Write out every one of the rows below again, keeping each request as it is, but lower each coordinate in the answer points by 101. Leave the pictures out of your answer.

Pointing and labeling entries:
···
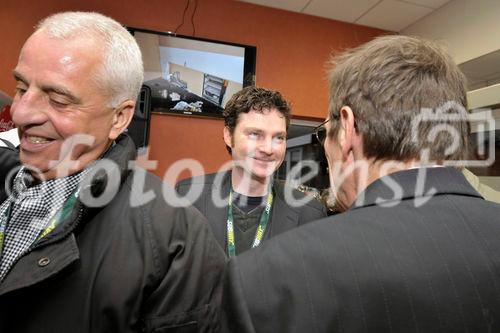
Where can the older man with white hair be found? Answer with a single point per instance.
(84, 245)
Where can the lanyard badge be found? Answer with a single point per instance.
(261, 229)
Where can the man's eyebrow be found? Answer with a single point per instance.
(61, 91)
(50, 89)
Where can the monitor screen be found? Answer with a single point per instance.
(193, 76)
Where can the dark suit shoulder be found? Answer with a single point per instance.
(300, 201)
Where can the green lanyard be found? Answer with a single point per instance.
(264, 220)
(55, 220)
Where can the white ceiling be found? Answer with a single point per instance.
(393, 15)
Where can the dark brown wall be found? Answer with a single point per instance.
(291, 53)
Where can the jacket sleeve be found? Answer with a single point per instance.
···
In response:
Where can the older man with white hair be found? Answer with a single point per instance.
(-17, 144)
Where can the lanyard badge be found? Answer with a single point per instance.
(160, 128)
Where can the man's eyebrow be found? Answer with a single point per instance.
(-40, -10)
(-51, -12)
Where can the monitor screen be found? Answer with a single point per instance.
(92, -25)
Where can the dark suit shoulder be found? Answer with a single point per instance.
(199, 100)
Where can the green lanyard be found? Answer with a single point per instance.
(163, 119)
(-46, 119)
Where can the white ceiling be found? Answer with a single point per instance.
(292, -86)
Where can the dark brown wall be found? Answer with a single point per instance.
(190, -48)
Where can the jacket sleeve be found? Answer with a single point per instance.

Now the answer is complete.